Referring expression data

□ □ □ □ □

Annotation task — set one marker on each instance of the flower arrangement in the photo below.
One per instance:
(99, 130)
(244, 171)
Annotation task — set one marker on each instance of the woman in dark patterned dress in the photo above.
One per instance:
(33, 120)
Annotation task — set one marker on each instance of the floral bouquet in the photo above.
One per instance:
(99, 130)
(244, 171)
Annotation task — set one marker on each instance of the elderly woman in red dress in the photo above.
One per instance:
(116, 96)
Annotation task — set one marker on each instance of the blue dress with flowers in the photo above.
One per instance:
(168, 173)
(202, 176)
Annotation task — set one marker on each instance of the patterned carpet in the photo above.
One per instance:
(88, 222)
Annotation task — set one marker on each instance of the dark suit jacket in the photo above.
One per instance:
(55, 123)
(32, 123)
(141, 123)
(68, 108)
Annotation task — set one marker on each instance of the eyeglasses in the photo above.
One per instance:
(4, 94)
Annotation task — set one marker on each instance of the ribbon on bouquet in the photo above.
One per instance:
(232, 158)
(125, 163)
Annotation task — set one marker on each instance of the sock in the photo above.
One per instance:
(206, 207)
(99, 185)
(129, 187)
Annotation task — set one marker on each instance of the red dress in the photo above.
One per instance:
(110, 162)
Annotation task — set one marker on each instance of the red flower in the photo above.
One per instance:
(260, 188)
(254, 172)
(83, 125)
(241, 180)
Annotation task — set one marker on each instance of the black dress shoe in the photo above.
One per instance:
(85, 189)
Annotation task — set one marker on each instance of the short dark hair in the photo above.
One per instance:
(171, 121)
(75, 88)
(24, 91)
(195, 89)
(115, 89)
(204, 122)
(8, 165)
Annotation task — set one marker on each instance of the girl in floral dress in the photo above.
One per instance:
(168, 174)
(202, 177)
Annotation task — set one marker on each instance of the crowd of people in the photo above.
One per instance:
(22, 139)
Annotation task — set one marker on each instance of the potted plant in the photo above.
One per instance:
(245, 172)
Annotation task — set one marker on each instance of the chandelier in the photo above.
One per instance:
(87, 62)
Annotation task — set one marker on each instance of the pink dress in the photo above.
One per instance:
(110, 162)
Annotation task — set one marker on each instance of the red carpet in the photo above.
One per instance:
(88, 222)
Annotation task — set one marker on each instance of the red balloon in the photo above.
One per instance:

□ □ □ □ □

## REQUIRED ACTION
Every line above that holds the word "dress" should be copied out.

## EXERCISE ANSWER
Annotation task — set one marker on each instance of the woman in dark patterned dress in the photo above.
Annotation task — set one marker on each instance of the elderly woman in red dress in the photo above.
Annotation task — set one marker on each instance of the blue dress with flowers in the photo above.
Annotation task — set one marker on each instance of the red dress in the photo above.
Annotation task — set one marker on each instance of the black dress shoe in the photo above.
Annotation task — set one marker on each instance of the girl in floral dress in the photo above.
Annotation task — set one marker on each instance of the pink dress in the photo above.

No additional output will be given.